• [TASK DETAILS]:
Extract every line below that contains the string "uniform", matching case exactly.

• [SUPPLIED INFORMATION]:
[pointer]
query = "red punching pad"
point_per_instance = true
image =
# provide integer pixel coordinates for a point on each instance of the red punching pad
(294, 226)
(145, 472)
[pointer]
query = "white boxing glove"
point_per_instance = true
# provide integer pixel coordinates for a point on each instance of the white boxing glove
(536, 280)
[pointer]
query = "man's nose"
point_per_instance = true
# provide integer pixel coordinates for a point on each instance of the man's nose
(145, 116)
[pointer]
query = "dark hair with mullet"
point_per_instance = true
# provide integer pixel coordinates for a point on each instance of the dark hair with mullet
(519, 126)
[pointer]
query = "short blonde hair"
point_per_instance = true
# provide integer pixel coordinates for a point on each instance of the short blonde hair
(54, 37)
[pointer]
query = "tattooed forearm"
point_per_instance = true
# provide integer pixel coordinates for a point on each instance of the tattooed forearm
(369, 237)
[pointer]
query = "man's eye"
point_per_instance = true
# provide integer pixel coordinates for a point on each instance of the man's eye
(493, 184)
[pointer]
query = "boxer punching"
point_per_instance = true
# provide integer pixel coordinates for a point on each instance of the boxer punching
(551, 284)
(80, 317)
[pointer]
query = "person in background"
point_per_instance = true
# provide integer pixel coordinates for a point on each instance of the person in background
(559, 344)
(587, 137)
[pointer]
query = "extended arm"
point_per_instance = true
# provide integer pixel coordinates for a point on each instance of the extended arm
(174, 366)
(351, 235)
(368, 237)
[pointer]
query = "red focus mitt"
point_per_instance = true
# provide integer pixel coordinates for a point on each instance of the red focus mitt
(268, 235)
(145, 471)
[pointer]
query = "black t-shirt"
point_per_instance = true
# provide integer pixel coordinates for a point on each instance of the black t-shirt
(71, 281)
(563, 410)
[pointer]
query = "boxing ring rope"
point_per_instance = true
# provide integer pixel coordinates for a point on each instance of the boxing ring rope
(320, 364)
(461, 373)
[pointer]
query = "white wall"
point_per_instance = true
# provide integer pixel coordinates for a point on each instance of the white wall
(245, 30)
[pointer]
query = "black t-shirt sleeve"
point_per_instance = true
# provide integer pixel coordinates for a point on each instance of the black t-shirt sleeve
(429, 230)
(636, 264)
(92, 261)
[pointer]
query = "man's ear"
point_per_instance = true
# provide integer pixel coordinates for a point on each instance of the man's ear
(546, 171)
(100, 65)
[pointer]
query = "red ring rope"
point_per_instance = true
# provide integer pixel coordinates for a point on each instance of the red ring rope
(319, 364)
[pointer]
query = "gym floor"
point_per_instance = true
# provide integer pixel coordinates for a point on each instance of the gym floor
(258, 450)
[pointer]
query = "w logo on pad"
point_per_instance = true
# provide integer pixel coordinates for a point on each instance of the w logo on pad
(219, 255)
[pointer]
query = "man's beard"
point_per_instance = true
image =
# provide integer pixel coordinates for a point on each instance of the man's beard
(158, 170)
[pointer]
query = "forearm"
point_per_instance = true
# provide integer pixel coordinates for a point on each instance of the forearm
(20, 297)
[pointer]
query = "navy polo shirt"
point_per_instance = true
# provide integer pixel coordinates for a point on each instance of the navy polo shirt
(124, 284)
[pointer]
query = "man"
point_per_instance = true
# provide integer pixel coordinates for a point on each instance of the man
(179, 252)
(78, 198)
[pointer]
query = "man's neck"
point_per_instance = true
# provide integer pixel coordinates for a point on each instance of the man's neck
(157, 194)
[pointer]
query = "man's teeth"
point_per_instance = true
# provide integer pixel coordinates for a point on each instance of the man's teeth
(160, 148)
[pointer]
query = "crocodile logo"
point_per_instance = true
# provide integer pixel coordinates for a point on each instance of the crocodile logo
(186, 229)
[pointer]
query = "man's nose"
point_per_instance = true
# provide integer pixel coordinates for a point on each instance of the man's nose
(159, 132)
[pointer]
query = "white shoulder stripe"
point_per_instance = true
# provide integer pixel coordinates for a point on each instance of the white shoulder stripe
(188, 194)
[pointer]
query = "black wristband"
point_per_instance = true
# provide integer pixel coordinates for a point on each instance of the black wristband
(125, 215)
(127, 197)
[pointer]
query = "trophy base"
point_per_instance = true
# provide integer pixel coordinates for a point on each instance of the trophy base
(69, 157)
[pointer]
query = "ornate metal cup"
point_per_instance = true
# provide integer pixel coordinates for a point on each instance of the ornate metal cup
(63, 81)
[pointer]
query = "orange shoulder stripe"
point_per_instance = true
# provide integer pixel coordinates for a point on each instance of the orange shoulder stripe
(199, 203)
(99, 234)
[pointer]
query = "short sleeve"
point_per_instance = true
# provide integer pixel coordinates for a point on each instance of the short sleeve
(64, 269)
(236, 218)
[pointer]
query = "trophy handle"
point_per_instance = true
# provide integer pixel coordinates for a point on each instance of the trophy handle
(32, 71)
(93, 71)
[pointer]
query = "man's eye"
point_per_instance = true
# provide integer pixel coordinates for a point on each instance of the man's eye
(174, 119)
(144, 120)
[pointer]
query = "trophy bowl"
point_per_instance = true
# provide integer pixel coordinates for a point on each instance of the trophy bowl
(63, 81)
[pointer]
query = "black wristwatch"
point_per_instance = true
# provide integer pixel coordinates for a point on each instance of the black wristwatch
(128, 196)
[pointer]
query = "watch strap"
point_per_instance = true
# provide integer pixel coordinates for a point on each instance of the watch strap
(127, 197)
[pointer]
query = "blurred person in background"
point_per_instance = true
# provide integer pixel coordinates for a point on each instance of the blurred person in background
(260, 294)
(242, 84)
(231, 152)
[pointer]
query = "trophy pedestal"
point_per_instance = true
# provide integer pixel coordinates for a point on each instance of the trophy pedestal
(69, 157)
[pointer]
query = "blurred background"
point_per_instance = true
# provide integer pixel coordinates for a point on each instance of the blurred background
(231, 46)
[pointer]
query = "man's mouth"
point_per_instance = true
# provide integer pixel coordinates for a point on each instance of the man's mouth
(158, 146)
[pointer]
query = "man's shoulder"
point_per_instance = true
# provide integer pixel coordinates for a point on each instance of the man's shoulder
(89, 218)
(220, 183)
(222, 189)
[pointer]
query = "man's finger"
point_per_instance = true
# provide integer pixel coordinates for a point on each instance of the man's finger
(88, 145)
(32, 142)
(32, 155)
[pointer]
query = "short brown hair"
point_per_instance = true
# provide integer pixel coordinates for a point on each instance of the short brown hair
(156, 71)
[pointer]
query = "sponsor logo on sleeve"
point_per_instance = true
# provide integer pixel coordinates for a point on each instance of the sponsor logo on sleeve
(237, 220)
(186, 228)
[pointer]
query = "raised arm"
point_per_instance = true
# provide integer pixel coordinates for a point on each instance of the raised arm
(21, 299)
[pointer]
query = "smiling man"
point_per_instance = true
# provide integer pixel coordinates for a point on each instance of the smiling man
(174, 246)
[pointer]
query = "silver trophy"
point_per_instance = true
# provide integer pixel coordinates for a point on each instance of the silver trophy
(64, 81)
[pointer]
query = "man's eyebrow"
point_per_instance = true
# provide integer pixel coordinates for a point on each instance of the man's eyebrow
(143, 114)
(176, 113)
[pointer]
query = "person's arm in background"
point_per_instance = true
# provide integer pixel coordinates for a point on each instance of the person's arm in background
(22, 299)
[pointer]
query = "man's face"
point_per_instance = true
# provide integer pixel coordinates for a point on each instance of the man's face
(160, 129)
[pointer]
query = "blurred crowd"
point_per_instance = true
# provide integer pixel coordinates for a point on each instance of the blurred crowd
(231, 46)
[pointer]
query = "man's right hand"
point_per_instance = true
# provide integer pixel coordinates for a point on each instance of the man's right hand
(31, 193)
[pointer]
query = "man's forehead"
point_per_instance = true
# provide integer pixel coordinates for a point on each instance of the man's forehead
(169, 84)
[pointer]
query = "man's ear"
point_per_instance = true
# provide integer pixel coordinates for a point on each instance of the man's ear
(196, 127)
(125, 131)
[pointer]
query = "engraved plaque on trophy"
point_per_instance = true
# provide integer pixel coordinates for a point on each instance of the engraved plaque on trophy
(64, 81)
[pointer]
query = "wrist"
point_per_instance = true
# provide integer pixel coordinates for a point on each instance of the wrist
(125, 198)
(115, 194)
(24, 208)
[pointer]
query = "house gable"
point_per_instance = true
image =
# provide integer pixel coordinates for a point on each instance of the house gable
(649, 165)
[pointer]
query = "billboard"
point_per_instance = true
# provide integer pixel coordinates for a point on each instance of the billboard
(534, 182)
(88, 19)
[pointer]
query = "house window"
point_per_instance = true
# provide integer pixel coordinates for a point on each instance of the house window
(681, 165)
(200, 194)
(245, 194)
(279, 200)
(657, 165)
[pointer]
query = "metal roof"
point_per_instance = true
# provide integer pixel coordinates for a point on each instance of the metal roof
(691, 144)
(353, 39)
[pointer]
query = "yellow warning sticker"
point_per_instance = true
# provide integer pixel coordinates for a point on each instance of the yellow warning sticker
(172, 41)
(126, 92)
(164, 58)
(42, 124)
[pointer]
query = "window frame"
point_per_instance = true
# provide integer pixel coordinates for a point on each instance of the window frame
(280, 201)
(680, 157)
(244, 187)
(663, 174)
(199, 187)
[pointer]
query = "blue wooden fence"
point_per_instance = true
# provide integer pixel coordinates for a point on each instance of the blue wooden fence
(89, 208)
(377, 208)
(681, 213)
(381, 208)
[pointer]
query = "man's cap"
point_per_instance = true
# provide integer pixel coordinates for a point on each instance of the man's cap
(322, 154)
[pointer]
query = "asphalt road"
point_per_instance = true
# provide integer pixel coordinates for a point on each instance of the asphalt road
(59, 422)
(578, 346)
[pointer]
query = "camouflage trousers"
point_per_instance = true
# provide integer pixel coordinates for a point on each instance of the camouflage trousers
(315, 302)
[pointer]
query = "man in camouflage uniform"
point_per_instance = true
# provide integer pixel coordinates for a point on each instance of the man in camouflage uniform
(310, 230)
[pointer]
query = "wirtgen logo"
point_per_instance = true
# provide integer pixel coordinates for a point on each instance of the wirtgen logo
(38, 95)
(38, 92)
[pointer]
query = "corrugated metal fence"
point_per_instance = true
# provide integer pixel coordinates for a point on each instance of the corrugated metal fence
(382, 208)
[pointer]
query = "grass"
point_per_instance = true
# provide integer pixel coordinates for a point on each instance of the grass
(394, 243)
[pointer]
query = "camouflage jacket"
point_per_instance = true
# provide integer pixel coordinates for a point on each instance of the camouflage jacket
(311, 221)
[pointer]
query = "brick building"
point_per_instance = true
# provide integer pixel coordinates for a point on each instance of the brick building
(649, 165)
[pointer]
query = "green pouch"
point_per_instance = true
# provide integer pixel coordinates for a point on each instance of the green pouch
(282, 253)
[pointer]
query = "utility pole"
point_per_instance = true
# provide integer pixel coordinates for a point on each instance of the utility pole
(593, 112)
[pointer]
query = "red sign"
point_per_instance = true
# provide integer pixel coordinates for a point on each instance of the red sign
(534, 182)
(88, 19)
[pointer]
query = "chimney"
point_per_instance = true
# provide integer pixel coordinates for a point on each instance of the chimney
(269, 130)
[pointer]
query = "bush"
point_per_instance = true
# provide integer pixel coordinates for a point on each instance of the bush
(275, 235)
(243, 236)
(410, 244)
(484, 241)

• [TASK RESULT]:
query = "man in camouflage uniform"
# provide integer pixel coordinates for a point on each instance of the man in camouflage uniform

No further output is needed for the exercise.